All about dog hair: Part One

By Tracie Korol

Dave lived to shed. When he came to live with me he was a bony, almost hairless farm mongrel. His first year was spent chained in front of a mobile home in rural Mt. Gilead, Ohio. He came to me in a clandestine-adoption arrangement after an over-eager shelter volunteer liberated him. He was, technically, a “hot” dog.

Within a couple months, with proper care, Dave became a 35-lb farm mongrel with a lush coat somewhat like a German shepherd’s but with terrier accents. He grew a beard, eyebrows, head crest and what I call Who-feet (fuzzy extensions of toe-hair that required constant trimming to keep him from looking like a Seuss character). As his coat began to fill in, it also began to fall out. There was Dave-hair on my clothes, on the furniture, smoldering in candle flames and even frozen like ancient artifacts, in the ice cubes.

To stay ahead of the constant rain of hair, I brushed Dave every day, my reward being kitten-sized wads. Once, I trimmed him in a traditional schnauzer-buzz thinking that would cut down on the shed. Instead, he dumped short hair till his coat returned, plus he was mortified to be seen in public for the duration. My son, fascinated with fly-fishing at the time, took to tying flies with Dave hair, at the very least putting it to good use. It took until Dave was middle-aged for me to discover the trick to reducing the hair-load: it was all about the food.

All dogs shed and re-grow hair at varying rates. Dogs that live indoors, with limited exposure to natural light or cold/hot temperatures, tend to shed in a more or less continuous fashion. Dogs in colder climates are more likely to shed for several weeks in the spring and fall in preparation for seasonal temperature variations. During these cycles the hair coat will change in appearance and texture but the absolute numbers of hair follicles and hair do not.

Contrary to popular belief, there is no such thing as a dog that does not shed; there are only dogs that shed a lot less.  In all species, hair shafts, produced by hair follicles eventually die and fall out to be replaced when new hair regrows.  Humans have one hair to each follicle; dogs can have as many as 25. Human hair spends most of its life cycle in the growing, or anagen stage. Poodles have a similar anagen cycle like ours — they require regular haircuts, but eventually the hair does fall out.

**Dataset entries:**

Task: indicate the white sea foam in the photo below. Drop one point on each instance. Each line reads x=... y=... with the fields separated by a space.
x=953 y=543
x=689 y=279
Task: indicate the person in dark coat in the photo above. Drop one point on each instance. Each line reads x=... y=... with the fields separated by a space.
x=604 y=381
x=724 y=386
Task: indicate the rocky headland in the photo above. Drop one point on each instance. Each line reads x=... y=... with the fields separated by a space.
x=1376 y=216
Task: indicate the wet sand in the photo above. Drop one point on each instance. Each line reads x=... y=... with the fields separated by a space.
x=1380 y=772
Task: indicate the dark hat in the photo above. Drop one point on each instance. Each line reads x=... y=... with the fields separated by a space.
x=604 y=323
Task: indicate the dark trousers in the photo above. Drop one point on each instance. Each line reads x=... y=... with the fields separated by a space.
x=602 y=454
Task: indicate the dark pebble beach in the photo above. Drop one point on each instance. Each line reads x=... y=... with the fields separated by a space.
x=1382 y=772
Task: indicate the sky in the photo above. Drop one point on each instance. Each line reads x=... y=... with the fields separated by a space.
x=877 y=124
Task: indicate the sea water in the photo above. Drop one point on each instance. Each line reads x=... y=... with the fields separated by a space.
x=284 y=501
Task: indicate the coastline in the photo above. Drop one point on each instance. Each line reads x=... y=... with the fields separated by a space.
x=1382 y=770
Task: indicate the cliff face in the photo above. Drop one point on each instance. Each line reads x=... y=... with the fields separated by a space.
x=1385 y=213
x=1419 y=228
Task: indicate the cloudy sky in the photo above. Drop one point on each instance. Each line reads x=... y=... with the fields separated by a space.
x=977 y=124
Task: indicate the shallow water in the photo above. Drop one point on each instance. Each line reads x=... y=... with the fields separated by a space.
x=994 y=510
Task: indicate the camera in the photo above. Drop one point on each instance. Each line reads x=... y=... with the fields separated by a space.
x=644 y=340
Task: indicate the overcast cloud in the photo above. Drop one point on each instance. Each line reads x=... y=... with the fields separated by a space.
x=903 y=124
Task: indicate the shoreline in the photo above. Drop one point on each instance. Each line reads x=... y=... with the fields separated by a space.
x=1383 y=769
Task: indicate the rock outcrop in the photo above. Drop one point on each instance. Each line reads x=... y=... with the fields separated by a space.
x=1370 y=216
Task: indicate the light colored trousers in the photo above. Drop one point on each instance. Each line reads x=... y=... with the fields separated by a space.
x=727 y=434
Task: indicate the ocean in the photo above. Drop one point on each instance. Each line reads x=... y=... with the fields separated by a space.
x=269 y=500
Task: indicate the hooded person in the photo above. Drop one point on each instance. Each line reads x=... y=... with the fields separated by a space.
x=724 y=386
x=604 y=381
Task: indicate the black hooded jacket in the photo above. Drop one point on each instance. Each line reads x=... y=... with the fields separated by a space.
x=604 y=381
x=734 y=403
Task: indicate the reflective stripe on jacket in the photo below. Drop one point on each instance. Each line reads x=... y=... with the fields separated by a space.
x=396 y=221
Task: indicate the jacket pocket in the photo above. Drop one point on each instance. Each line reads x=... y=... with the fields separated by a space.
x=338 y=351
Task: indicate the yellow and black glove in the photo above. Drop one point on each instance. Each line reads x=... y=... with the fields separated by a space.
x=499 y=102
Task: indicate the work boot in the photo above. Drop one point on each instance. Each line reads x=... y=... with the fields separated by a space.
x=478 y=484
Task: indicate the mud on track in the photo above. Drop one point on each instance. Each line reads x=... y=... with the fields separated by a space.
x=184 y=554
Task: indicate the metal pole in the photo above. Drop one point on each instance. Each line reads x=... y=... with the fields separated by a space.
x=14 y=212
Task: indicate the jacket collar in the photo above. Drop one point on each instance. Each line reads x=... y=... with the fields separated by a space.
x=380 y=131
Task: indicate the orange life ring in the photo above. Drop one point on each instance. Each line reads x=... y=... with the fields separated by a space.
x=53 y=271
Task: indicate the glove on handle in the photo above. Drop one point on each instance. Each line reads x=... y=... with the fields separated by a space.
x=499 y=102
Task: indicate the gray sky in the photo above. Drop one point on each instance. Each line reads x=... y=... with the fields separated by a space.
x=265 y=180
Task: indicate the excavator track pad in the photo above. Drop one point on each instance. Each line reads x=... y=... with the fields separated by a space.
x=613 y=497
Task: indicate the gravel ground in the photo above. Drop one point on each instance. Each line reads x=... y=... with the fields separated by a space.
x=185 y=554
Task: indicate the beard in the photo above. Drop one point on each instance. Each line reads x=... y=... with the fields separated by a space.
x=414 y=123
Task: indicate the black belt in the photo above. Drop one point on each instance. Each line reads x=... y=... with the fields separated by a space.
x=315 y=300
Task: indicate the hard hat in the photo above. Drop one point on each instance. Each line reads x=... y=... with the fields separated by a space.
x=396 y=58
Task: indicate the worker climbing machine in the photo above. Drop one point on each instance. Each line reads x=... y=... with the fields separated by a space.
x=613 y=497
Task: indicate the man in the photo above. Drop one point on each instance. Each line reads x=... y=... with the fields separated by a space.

**BRIEF 1:**
Can you copy the dog hair article word for word, beginning at the words "Dave lived to" and stopping after "the ice cubes."?
**BRIEF 2:**
Which features did Dave grow as his coat filled in, according to the dog hair article?
**BRIEF 3:**
Answer these questions from the dog hair article:
(a) How much did Dave weigh within a couple months of proper care?
(b) Where was Dave chained during his first year?
(c) How many hairs can a dog have to each follicle?

**EXPECTED ANSWER 1:**
Dave lived to shed. When he came to live with me he was a bony, almost hairless farm mongrel. His first year was spent chained in front of a mobile home in rural Mt. Gilead, Ohio. He came to me in a clandestine-adoption arrangement after an over-eager shelter volunteer liberated him. He was, technically, a “hot” dog.

Within a couple months, with proper care, Dave became a 35-lb farm mongrel with a lush coat somewhat like a German shepherd’s but with terrier accents. He grew a beard, eyebrows, head crest and what I call Who-feet (fuzzy extensions of toe-hair that required constant trimming to keep him from looking like a Seuss character). As his coat began to fill in, it also began to fall out. There was Dave-hair on my clothes, on the furniture, smoldering in candle flames and even frozen like ancient artifacts, in the ice cubes.

**EXPECTED ANSWER 2:**
- A beard
- Eyebrows
- A head crest
- Who-feet (fuzzy extensions of toe-hair)

**EXPECTED ANSWER 3:**
(a) 35 lb.
(b) In front of a mobile home in rural Mt. Gilead, Ohio.
(c) As many as 25.